- Given problem:
In the records below, copy out word for word the lines starting at the one that contains "point: man's chin" and ending after the one that contains "column 943, row 419".

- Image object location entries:
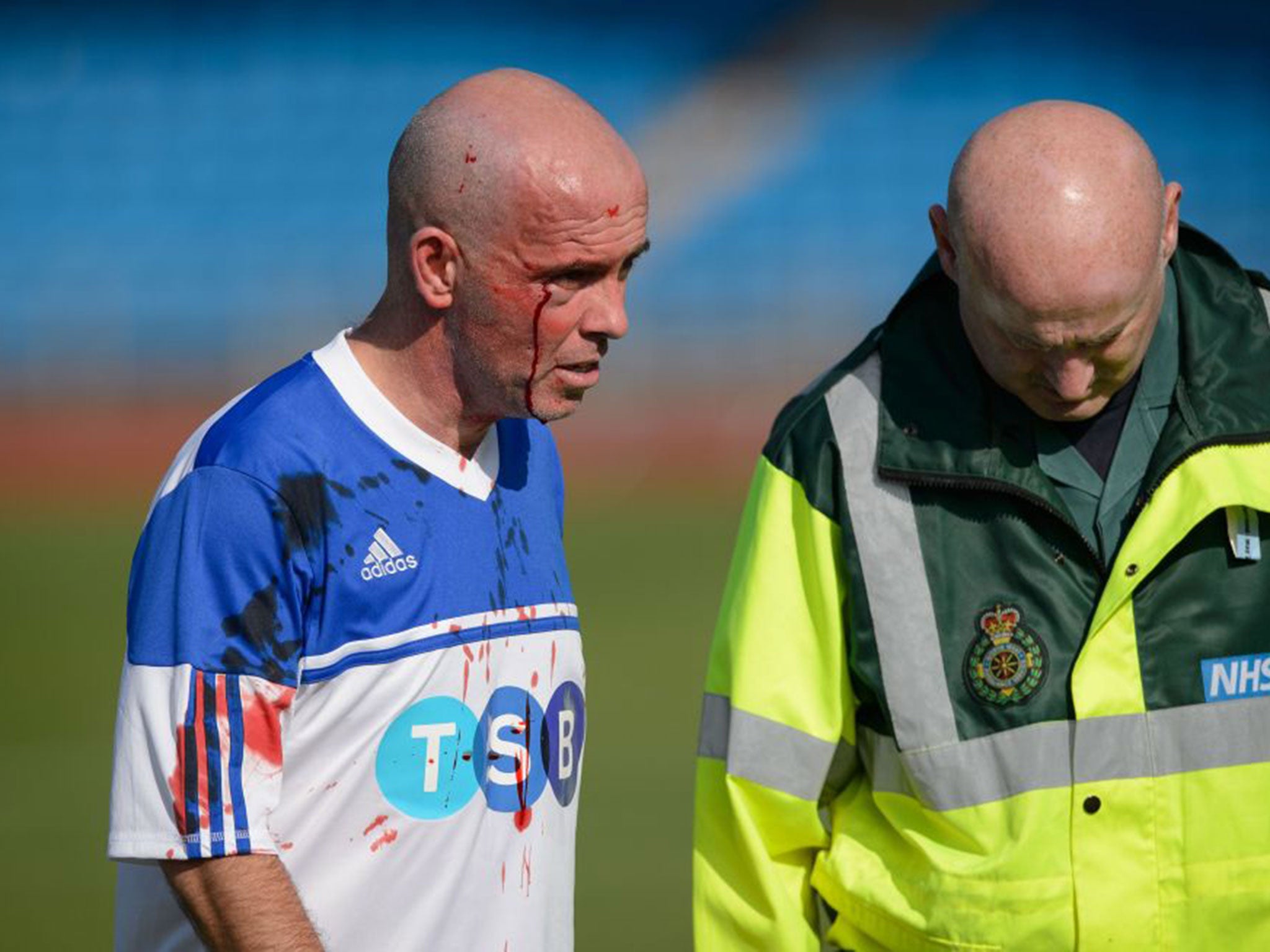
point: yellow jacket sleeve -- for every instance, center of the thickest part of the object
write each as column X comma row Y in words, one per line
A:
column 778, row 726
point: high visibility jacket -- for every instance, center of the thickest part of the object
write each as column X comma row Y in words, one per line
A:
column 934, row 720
...
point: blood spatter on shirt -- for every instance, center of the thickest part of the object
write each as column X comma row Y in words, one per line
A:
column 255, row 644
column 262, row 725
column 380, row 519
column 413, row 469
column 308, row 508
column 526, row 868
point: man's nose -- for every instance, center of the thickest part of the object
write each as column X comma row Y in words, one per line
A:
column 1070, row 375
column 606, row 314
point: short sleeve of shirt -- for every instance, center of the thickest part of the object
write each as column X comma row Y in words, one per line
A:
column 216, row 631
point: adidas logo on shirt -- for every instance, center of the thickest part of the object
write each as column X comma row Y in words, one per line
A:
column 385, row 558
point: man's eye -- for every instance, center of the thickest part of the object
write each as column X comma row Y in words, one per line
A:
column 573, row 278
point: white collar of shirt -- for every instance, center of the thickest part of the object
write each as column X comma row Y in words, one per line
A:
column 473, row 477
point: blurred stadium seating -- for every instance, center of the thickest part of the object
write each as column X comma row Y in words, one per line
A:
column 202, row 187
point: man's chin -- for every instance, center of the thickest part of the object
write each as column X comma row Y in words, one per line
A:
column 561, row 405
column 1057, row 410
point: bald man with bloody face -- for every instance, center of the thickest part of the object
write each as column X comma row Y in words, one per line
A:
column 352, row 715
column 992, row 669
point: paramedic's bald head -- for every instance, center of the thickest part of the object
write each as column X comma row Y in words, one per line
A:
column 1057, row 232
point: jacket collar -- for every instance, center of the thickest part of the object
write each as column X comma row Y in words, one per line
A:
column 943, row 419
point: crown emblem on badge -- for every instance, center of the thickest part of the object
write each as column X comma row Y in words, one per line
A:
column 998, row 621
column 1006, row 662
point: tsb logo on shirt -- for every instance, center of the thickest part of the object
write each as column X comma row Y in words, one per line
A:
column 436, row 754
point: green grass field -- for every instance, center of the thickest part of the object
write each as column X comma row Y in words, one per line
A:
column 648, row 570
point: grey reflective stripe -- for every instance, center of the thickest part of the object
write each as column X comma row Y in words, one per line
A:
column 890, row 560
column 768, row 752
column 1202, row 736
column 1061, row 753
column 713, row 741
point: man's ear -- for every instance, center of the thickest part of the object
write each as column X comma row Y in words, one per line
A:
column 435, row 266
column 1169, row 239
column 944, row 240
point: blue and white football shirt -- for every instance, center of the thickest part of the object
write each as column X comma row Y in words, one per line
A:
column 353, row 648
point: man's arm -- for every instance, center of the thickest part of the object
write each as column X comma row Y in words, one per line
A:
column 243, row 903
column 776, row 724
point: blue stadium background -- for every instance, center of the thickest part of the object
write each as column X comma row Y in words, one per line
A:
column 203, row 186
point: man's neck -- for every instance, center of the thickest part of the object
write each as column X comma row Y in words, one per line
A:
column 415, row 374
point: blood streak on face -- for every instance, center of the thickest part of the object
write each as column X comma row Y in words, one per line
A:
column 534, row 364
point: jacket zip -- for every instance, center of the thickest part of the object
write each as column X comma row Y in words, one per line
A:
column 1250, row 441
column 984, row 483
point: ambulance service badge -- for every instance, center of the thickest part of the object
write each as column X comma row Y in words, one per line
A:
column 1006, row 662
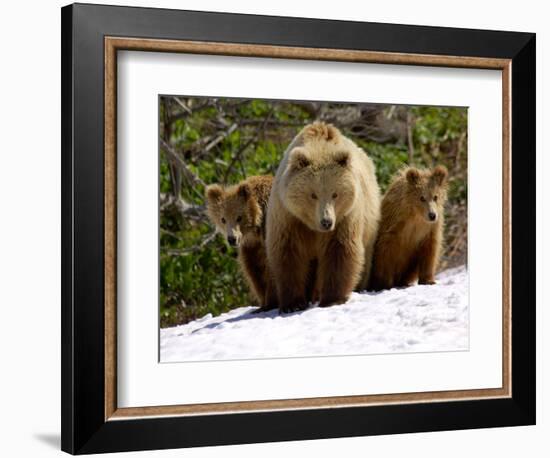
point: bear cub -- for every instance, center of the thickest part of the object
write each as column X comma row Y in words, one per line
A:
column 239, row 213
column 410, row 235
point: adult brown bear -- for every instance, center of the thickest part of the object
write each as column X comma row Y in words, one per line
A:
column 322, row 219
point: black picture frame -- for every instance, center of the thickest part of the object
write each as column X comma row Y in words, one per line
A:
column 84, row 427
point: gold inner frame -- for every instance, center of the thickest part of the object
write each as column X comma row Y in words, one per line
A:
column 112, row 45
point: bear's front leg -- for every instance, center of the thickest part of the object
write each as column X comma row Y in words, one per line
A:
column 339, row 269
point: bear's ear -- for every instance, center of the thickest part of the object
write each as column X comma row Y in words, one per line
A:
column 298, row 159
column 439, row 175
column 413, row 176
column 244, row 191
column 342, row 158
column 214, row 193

- Completed task:
point: man's chin -- for every instance, center of the thickest part of the object
write each as column X comma row Y in words, one per line
A:
column 561, row 405
column 1057, row 410
point: bald man with bloody face -- for every instance, center of the thickest part of the object
write each as column X comma row Y in words, one per line
A:
column 352, row 715
column 992, row 669
point: paramedic's bald head -- for every instance, center of the thickest part of the object
write each as column X comma row Y in words, one per line
A:
column 1057, row 232
point: jacket collar -- for every instance, center of the thickest part of the object
write each as column X comma row Y in words, one per line
A:
column 943, row 419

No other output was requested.